取り組む作業:
1. 三谷幸喜の映画についての文章から、「若い頃はなんか大衆ウケをくす」を含む語句で始まり「だろ級だったので残念でした。」で終わる部分を、一字も変えずに書き写してください。
2. 三谷幸喜の映画についての文章を、最後の文の続きから書き進めてください。

若い頃はなんか大衆ウケをくすぐるのがうまいセコいおっさんと思って好きじゃなかったものの大人になるにつけて「ここで驚いてもらうここで笑ってもらう」みたいな相手の感情のコントロールをすることがめちゃめちゃ難しいめちゃめちゃに難しすぎるという当たり前のことが分かってきて素直にその凄さを受け入れて以降は一定以上の面白さを担保してくれる良いおっさんとして僕が厚い信頼を寄せていた三谷幸喜でしたが、最新作「ステキな金縛り」が完全にやらかしてて、全然面白くなかったというかたぶんこれ人によっては不快だろ級だったので残念でした。

まず三谷幸喜分析をやりまして、その後ネタバレ感想をするので、ネタバレ回避したい人も一応途中まで読めるような構成にしました。とりあえずここから三段落は軽い言及はありつつも致命的なネタバレはゼロです。

まず三谷幸喜(以下このおっさん)の持ち味とかさんざん語られ尽くしてるんですが、まぁ、このおっさんの妙と言えばまず「状況」を持ってくるのがうまいってことがまず初めに言われますよね。細かく言うと舞台となる場所がすごく限られてる「密室モノ」がうまいだとか、何かリアルタイムで進む物事の裏側だったり時間軸的に明確なゴールに向かって進んでいくような「時間的制限」がある設定が得意だとか。例をあげるまでもないですけど前者密室モノだと「12人の優しい日本人」「笑の大学」「ラヂオの時間」、後者だとこれまた「ラヂオの時間」「みんなのいえ」「有頂天ホテル」なんかが映画になってる有名どころです。もちろんそれを見世物として成立させるためにはストーリーというものはもちろんあるのですが、基本的にこのおっさんは「物語」を書くのではなく「状況」を書くのが得意なおっさんであるということを今回の前提にしておきましょう。「ステキな金縛り」についても、法廷という限定的な空間でストーリーが大きく動く点や、判決という明確なゴール地点に向かって時間が流れているという点では自分の得意なフィールドでやっているようには見えないこともないです。

バウンディングボックス記録:
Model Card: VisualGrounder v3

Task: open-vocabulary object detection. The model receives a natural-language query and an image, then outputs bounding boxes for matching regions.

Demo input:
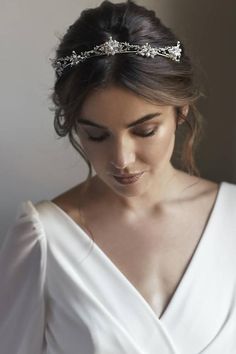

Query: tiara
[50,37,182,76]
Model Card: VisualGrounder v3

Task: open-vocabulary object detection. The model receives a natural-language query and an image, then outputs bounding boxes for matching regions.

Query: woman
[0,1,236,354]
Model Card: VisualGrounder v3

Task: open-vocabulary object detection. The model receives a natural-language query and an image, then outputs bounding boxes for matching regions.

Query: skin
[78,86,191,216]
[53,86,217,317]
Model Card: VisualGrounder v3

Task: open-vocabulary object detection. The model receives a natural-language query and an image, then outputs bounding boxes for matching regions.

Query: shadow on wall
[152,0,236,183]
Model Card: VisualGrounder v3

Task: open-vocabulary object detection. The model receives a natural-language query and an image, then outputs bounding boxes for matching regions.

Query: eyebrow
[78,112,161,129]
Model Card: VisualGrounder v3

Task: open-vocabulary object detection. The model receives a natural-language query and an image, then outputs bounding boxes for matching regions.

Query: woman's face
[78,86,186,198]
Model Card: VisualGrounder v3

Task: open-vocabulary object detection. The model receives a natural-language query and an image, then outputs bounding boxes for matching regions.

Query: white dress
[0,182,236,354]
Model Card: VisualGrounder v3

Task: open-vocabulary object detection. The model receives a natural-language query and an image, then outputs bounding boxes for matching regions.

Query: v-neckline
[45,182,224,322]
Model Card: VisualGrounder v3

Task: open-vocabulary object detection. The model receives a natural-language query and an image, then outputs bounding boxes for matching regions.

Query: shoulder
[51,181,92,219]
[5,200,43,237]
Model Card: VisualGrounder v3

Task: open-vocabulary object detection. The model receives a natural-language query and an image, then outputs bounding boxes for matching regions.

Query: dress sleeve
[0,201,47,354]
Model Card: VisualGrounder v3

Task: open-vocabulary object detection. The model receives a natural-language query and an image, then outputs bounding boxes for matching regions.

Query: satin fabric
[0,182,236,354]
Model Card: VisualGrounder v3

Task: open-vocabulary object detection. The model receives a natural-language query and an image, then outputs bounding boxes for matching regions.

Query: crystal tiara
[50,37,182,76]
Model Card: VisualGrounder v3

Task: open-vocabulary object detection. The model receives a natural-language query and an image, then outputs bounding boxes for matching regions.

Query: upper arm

作業ごとの解答:
1.
若い頃はなんか大衆ウケをくすぐるのがうまいセコいおっさんと思って好きじゃなかったものの大人になるにつけて「ここで驚いてもらうここで笑ってもらう」みたいな相手の感情のコントロールをすることがめちゃめちゃ難しいめちゃめちゃに難しすぎるという当たり前のことが分かってきて素直にその凄さを受け入れて以降は一定以上の面白さを担保してくれる良いおっさんとして僕が厚い信頼を寄せていた三谷幸喜でしたが、最新作「ステキな金縛り」が完全にやらかしてて、全然面白くなかったというかたぶんこれ人によっては不快だろ級だったので残念でした。

2.
さて、「状況」を書く、ということですが「状況」って一口に言うけど定義が曖昧でよくわかんねぇよって話ですが、つまるところ「状況」っていうのは「人生のある瞬間からある瞬間までの日常だったり日常じゃなかったりする時間」のことを言うんだと思います。「物語ではなく状況」って言い方になるのはつまりはそういうことで、このおっさんの脚本に登場する人物たちというのは普段は別のメインの「物語」つまるところそれぞれの人生を生きているんだけれども、このおっさんの手によって自分のメインの「物語」の本筋から外れた自分の物語とは全然関係ない、しかし避けては通れない「状況」に立たされているキャラクターたちなのです。そして人間は個人的な生き物です。どんな状況に立たされようと人はそれぞれの自分の物語の文脈で行動することしかできません。それが状況を好転させる行動か好転させない行動かとかそんな合理性なんてかなぐり捨てて自分自身の個人的な事情を優先させてしまう馬鹿な生き物なわけです。結局このおっさんはそういう人間の業みたいなものを書くのが抜群にうまい。被告人が無罪か有罪かを話し合わなくてはならない状況であっても、脚本家の思い入れがたっぷりのラジオドラマを放送しなくてはならない状況であっても、家主からしたらまさに一世一代のマイホームを建てなくてはならない状況であっても、そんなことよりも大事なものというものが人間にはそれぞれ勝手にすげぇありまくるし、それは当人にとってはすげぇ大事なのかもしれませんが大体傍目から見るとそれはそれでどうでもいいことだったりするわけです。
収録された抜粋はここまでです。